Records for the task >>
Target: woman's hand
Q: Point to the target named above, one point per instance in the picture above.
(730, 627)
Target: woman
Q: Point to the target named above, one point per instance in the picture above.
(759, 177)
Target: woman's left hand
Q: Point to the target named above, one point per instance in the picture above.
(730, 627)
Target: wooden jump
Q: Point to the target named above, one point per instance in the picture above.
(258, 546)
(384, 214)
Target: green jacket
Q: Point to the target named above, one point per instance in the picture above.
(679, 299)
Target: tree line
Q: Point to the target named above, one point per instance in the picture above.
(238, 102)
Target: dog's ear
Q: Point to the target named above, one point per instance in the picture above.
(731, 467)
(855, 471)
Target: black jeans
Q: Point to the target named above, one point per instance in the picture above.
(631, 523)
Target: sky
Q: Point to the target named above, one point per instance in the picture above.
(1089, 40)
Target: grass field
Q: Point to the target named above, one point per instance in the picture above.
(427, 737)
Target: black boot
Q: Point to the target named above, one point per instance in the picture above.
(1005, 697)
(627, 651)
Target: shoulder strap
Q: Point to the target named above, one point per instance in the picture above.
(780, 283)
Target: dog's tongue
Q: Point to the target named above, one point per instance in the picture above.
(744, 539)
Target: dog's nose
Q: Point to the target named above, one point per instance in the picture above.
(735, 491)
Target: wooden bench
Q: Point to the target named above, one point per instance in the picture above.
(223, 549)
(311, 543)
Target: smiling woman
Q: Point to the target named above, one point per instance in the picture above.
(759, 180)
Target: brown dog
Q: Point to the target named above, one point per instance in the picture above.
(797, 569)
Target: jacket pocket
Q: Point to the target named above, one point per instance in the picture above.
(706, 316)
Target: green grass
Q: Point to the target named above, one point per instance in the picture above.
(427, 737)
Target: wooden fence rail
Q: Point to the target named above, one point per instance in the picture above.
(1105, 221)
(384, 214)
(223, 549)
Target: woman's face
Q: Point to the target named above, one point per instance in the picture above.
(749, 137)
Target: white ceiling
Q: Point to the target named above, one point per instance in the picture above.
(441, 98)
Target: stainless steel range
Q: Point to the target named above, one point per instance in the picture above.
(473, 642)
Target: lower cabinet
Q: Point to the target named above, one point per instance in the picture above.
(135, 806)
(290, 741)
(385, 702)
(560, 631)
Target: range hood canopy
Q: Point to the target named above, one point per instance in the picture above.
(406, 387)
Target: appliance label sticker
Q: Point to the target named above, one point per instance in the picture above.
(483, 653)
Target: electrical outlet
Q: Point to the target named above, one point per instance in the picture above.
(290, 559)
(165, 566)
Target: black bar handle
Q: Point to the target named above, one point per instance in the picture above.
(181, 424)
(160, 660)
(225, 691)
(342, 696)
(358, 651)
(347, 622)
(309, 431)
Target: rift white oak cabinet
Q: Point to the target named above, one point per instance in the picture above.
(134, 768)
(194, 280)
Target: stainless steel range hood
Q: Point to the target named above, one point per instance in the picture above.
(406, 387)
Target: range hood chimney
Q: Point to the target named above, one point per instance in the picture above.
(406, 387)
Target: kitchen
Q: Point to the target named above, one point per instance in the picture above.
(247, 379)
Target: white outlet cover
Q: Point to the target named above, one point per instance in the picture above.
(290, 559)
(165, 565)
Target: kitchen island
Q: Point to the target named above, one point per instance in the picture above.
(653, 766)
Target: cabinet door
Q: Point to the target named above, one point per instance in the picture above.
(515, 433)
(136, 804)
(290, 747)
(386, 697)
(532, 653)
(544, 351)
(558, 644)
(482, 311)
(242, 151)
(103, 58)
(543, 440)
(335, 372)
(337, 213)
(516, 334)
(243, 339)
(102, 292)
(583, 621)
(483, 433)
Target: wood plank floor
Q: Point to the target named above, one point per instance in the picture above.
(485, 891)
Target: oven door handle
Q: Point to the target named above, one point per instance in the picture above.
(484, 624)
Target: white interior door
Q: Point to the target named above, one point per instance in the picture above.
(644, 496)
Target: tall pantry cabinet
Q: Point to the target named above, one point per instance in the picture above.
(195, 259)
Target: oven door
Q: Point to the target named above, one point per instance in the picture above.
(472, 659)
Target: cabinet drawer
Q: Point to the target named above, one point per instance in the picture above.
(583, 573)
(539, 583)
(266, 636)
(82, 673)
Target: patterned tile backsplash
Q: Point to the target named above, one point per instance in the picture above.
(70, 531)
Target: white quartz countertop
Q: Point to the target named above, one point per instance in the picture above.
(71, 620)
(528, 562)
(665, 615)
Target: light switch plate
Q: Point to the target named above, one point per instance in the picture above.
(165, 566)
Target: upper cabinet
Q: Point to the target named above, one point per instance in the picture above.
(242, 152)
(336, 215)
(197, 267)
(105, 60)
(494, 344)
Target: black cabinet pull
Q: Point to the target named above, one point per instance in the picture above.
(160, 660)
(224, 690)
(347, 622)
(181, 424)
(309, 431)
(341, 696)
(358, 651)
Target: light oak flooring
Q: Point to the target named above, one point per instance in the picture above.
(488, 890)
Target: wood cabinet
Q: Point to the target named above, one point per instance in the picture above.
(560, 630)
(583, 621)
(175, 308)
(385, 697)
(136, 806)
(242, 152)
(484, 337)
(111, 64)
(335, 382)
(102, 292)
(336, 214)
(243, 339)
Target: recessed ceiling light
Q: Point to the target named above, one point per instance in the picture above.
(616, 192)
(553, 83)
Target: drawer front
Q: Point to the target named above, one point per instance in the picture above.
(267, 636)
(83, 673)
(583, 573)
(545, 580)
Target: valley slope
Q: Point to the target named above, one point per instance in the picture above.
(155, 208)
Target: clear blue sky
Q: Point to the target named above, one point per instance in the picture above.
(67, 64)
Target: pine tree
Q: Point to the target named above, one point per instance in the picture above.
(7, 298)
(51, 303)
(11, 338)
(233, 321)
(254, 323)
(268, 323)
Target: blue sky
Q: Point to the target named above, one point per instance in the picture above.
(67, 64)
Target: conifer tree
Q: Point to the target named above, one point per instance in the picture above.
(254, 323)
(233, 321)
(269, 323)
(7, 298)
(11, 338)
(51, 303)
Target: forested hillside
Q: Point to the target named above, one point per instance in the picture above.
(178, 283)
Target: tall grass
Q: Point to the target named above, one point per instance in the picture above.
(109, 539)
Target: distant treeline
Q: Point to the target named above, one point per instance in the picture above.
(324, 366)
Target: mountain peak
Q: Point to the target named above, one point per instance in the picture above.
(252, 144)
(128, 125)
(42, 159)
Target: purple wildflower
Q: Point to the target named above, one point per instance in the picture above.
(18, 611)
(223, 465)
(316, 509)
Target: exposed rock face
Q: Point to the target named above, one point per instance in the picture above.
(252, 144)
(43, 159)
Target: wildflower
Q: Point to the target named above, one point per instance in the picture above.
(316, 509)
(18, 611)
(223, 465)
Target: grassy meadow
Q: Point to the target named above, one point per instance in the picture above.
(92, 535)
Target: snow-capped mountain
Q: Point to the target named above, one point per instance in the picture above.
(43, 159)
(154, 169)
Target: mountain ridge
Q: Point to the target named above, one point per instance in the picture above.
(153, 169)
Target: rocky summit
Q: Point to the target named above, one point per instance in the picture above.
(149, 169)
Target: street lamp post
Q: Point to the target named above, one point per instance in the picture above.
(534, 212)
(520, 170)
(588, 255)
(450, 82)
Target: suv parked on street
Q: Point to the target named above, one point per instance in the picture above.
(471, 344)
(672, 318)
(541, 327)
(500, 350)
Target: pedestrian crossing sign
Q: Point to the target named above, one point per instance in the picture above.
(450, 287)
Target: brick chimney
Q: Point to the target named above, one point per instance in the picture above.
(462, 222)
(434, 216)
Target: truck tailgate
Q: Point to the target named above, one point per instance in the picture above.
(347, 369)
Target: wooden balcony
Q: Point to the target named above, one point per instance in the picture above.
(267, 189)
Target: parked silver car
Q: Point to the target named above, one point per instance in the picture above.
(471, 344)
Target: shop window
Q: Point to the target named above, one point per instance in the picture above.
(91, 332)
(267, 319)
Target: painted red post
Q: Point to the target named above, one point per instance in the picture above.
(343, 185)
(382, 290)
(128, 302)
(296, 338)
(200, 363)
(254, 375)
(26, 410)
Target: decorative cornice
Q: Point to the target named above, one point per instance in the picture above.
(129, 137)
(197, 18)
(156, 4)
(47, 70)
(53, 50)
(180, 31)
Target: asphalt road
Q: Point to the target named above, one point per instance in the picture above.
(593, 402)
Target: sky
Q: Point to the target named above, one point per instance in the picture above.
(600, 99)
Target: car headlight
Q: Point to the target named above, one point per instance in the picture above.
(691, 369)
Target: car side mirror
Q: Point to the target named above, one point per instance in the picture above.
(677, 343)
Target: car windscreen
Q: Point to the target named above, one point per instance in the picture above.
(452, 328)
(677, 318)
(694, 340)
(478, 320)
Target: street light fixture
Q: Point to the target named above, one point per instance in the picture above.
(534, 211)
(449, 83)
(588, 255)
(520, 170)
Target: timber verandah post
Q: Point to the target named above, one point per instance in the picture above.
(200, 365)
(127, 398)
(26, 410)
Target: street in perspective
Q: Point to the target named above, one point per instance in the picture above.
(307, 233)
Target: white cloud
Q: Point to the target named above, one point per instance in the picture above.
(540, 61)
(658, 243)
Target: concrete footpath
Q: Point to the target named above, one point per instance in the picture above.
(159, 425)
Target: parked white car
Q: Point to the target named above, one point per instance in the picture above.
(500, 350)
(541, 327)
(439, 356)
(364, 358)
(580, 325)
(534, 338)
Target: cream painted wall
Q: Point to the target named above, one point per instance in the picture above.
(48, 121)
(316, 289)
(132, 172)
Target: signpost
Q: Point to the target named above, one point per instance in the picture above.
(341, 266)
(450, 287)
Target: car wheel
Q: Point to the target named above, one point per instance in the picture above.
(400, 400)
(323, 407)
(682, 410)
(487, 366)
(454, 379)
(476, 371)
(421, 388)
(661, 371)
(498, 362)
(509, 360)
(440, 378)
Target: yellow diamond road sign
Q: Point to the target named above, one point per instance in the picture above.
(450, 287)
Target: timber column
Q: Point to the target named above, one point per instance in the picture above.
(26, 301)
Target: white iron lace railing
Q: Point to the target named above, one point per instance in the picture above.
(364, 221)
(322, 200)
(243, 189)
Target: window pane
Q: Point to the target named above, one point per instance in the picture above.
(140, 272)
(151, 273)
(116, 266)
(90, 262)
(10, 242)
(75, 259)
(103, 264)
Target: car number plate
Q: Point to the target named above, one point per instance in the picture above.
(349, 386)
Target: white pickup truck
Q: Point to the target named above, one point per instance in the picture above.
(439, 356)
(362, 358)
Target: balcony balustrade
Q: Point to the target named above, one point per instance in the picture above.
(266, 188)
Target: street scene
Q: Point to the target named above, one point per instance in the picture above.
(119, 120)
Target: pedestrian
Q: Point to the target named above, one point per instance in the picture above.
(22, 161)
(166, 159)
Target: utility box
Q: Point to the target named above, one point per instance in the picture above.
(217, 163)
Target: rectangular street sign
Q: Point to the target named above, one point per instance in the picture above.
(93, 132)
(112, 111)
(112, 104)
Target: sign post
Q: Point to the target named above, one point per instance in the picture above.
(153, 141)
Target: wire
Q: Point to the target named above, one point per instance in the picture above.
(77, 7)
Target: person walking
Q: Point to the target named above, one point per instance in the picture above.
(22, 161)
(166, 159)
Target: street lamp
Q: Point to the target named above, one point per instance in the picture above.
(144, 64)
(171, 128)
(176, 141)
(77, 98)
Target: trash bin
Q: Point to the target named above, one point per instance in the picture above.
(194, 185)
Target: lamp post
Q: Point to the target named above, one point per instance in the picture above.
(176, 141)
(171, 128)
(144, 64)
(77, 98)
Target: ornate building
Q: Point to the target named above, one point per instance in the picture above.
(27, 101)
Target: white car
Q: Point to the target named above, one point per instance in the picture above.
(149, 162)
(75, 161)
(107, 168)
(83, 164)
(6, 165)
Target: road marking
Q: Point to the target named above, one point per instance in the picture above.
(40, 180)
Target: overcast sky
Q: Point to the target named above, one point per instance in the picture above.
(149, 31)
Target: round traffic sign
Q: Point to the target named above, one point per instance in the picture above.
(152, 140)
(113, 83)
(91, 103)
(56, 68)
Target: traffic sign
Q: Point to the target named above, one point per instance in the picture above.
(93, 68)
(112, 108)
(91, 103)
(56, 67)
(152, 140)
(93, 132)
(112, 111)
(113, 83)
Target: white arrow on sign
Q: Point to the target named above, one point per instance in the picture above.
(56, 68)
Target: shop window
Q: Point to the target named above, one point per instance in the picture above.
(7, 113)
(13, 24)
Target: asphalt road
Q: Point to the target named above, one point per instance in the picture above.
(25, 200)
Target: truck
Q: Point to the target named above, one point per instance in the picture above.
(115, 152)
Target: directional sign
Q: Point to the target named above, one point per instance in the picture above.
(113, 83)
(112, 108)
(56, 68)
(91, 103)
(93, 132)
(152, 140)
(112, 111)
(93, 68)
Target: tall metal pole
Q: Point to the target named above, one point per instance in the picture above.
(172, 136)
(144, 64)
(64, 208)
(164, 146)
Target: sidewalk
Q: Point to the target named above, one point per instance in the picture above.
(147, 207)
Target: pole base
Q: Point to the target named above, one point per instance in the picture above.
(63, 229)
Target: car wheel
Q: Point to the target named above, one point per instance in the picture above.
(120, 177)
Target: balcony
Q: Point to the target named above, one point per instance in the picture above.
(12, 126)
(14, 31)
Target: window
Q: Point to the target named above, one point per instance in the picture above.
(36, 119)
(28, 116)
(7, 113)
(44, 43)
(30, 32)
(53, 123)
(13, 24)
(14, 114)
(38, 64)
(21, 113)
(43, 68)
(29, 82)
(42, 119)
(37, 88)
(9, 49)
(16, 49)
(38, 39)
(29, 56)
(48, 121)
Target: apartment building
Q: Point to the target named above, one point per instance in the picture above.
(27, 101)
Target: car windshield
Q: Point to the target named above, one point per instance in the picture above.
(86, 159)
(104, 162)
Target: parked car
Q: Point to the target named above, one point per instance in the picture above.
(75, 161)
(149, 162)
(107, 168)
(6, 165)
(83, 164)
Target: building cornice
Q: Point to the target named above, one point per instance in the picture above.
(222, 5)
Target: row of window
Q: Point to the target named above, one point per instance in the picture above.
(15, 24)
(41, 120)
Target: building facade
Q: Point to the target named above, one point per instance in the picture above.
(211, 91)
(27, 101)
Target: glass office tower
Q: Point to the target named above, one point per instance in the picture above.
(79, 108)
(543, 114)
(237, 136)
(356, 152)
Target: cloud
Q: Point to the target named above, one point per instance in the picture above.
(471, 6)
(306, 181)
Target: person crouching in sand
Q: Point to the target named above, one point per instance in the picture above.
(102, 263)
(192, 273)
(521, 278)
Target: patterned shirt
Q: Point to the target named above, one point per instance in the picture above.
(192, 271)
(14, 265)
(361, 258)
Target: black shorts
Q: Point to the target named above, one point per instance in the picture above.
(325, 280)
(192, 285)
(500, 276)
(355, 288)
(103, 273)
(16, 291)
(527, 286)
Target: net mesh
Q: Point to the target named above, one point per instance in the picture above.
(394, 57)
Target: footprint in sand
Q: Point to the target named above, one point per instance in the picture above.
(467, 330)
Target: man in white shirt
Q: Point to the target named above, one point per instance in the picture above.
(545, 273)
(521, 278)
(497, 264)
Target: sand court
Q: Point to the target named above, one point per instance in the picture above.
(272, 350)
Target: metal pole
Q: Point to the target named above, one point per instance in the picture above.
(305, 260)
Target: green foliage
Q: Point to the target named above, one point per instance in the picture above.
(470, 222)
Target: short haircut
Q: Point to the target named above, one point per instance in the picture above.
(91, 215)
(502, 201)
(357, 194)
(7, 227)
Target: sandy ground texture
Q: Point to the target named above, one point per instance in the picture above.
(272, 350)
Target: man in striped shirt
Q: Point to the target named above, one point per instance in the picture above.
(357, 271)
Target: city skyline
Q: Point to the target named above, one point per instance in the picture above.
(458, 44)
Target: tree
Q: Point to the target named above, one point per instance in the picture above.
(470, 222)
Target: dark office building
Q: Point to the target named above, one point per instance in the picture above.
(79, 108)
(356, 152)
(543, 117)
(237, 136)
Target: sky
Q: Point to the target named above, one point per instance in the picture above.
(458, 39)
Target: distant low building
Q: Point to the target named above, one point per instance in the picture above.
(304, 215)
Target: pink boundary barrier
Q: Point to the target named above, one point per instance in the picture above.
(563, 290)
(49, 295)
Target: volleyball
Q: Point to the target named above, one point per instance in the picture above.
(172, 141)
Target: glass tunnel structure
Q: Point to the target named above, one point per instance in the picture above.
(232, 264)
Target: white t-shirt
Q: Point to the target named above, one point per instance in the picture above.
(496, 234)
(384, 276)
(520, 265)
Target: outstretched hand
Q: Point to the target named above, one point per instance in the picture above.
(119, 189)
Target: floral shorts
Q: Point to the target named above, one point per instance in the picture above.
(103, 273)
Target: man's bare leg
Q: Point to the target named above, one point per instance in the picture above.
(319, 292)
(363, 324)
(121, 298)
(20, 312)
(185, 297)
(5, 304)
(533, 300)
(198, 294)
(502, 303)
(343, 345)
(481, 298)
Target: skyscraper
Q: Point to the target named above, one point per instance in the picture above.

What you are asked to do >>
Using the data above, extract exactly the lines from the one that holds "Target: lamp post" to the one that holds "Target: directional sign", both ends included, and no others.

Reply >>
Target: lamp post
Q: Point to the target named above, one point per instance in the picture above.
(176, 141)
(171, 128)
(144, 64)
(77, 98)
Target: ornate building
Q: Point to the target named above, one point per instance in the picture above.
(27, 101)
Target: white car
Q: Point to the target named above, one point per instance in the picture above.
(149, 162)
(75, 161)
(107, 168)
(83, 164)
(6, 165)
Target: road marking
Q: Point to the target named above, one point per instance in the picture above.
(40, 180)
Target: overcast sky
Q: Point to the target named above, one point per instance in the picture above.
(149, 31)
Target: round traffic sign
Q: Point to the target named above, one point per instance in the picture above.
(152, 140)
(113, 83)
(91, 103)
(56, 68)
Target: traffic sign
Q: Point to the target named above, one point per instance in the picture above.
(93, 68)
(112, 108)
(91, 103)
(56, 67)
(152, 140)
(93, 132)
(112, 111)
(113, 83)
Target: white arrow on sign
Q: Point to the target named above, one point per instance in the picture above.
(56, 68)
Target: shop window
Q: Point to the target named above, one point per instance in the picture above.
(7, 113)
(13, 24)
Target: asphalt road
Q: Point to the target named above, one point per instance in the picture above.
(25, 200)
Target: truck
Q: Point to the target named above, one point per instance in the picture above.
(115, 152)
Target: directional sign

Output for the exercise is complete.